Jeśli miałbym oceniać w skali to:
- Szeregowiec 11/10
- Cienka 3/10 (Sama nazwa mówi wszystko :)

Jakbym miał dorzucić jeszcze dla porównania to:
- Helikopter w Ogniu 3/10
- Łzy Słońca 9/10

To tyle. Cienka czerwona linia jest cienka a Szeregowiec to mistrzostwo :) Dla mnie oczywiście

ocenił(a) film na 5
abjovi

Przykro mi ale to świadczy właśnie o tym, że najbardziej interesujące u Spielberga są rzeczy, których tam tak naprawde nie ma.

- Aspekty Psychologiczne ( sniper , Niemiec ) ?????????
- Świetny scenariusz ?????????
- Świetne lokalizacje ??????? ( steropian fruwający w powietrzu na zbudownaych, sztucznych dekoracjach - to są świetne lokalizacje i nałożone komputerowo sterowce itd??????
- Rewelacyjne aktorstwo ?????? - uwazam ze tu aktorstwio jest przecietne, przyćmione efektami. Kazdy inny aktor zagrałby to tak samo, a że byli komercyjni żeby przyciągnąć wiecej ludzi do kina...
- NIE JEST SCHEMATYCZNY !!!!! ????????
-HUMOR????????

**Dostarczone informacje:**

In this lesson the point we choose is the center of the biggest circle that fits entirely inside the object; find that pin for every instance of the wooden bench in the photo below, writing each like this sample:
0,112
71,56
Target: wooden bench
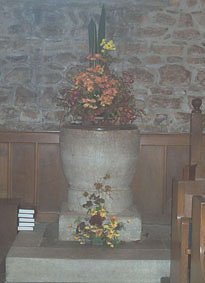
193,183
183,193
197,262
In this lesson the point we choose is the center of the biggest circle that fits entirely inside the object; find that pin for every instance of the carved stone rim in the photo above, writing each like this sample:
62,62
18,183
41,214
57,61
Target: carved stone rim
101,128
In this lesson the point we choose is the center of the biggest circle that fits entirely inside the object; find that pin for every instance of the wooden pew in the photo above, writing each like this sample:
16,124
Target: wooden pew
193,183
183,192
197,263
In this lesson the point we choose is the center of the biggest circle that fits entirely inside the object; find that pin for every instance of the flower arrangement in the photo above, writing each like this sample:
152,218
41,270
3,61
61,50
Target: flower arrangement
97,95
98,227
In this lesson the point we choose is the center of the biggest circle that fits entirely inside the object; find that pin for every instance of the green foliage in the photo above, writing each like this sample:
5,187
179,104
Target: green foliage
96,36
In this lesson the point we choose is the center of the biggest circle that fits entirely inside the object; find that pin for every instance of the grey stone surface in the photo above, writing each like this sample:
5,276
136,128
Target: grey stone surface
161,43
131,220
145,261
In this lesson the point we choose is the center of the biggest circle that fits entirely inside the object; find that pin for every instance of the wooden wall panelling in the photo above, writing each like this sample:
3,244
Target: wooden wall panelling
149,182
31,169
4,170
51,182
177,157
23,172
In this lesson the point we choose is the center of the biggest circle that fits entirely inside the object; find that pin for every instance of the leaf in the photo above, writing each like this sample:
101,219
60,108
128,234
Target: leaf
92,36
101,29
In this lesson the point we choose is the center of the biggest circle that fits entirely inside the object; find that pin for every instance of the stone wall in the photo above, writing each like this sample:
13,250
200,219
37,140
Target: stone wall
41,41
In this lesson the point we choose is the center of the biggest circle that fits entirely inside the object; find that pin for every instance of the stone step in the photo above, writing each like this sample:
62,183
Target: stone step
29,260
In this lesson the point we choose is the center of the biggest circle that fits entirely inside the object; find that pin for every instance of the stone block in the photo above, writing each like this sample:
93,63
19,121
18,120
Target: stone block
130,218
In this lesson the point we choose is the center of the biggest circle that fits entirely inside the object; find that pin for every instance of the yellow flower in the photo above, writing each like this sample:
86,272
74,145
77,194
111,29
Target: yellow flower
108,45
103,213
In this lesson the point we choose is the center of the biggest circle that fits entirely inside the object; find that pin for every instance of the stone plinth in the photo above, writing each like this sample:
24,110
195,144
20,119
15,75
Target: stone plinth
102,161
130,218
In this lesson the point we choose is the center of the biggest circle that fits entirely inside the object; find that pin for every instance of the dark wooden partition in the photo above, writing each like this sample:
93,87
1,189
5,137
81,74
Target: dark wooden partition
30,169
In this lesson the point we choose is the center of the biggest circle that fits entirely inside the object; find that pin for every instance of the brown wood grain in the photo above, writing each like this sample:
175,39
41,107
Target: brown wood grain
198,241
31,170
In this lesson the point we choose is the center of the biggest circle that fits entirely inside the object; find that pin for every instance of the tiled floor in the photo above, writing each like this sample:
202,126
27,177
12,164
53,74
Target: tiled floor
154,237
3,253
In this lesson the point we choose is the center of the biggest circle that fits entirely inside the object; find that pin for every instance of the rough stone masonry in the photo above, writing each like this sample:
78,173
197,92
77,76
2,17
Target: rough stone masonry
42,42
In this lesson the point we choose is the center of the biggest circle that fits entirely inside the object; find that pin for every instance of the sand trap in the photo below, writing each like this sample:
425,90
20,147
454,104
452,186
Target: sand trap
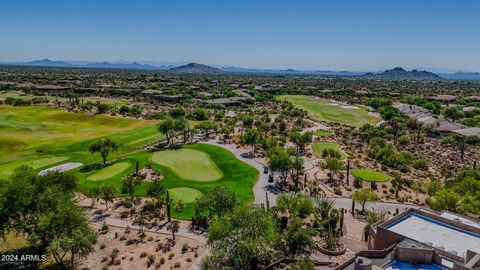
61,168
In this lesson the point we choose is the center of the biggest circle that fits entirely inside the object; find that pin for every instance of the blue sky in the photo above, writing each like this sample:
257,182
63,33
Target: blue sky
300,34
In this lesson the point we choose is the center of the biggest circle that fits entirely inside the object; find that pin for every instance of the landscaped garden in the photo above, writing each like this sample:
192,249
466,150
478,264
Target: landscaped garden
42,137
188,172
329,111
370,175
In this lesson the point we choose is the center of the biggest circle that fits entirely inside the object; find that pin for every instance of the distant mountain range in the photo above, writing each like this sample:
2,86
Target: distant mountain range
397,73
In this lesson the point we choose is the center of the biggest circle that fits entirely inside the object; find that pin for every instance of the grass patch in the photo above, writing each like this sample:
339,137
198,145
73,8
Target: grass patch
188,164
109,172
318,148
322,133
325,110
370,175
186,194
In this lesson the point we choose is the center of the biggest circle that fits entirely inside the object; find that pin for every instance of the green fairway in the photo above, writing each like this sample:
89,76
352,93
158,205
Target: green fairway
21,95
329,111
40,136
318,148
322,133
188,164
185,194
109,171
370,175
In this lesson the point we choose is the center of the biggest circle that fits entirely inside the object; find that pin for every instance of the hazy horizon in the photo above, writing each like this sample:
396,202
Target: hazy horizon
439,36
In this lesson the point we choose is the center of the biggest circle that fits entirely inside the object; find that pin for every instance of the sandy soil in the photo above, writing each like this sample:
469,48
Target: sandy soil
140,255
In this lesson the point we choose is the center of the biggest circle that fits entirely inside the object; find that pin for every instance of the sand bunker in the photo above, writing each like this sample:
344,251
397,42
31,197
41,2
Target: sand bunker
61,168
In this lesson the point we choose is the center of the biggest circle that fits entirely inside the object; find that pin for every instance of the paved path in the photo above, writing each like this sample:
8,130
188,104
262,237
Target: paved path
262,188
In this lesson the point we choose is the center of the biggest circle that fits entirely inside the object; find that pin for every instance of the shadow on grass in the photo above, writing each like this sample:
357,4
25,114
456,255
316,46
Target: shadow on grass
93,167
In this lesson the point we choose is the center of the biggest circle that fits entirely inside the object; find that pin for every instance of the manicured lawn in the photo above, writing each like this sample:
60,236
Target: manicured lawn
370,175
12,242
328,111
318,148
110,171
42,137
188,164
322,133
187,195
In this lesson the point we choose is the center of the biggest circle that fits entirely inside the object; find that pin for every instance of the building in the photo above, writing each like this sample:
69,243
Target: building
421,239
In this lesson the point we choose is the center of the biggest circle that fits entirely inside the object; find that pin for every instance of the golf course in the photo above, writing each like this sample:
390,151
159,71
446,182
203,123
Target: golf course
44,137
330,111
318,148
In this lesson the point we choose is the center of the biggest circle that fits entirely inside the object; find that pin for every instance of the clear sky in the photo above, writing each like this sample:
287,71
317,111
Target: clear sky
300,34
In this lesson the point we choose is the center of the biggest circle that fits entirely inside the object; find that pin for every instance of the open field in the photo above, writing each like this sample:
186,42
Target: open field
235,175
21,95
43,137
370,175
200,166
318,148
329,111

**Polecenie 1:** Przepisz fragment o filmach od słów "- Świetny scenariusz" do słów "ludzi do kina..." włącznie, zamieniając "scenariusz" na "montaż".
**Polecenie 2:** Proszę przeskalować wpisy od wiersza zawierającego "of the open" do końca wpisów włącznie i podać je ponownie razem z poleceniami. Każdą współrzędną w odpowiedziach pomnóż przez 1,05 i zaokrąglij do liczby całkowitej, połówki w górę, a liczby w poleceniach i przykładach formatu pozostaw bez zmian.
Fragment i wpisy nie mają ze sobą żadnego związku.

**Odpowiedź końcowa 1:**
- Świetny montaż ?????????
- Świetne lokalizacje ??????? ( steropian fruwający w powietrzu na zbudownaych, sztucznych dekoracjach - to są świetne lokalizacje i nałożone komputerowo sterowce itd??????
- Rewelacyjne aktorstwo ?????? - uwazam ze tu aktorstwio jest przecietne, przyćmione efektami. Kazdy inny aktor zagrałby to tak samo, a że byli komercyjni żeby przyciągnąć wiecej ludzi do kina...

**Odpowiedź końcowa 2:**
In this lesson the point we choose is the center of the biggest circle that fits entirely inside the object; find that pin for every instance of the open field in the photo above, writing each like this sample:
186,42
Target: open field
247,184
22,100
45,144
389,184
210,174
334,155
345,117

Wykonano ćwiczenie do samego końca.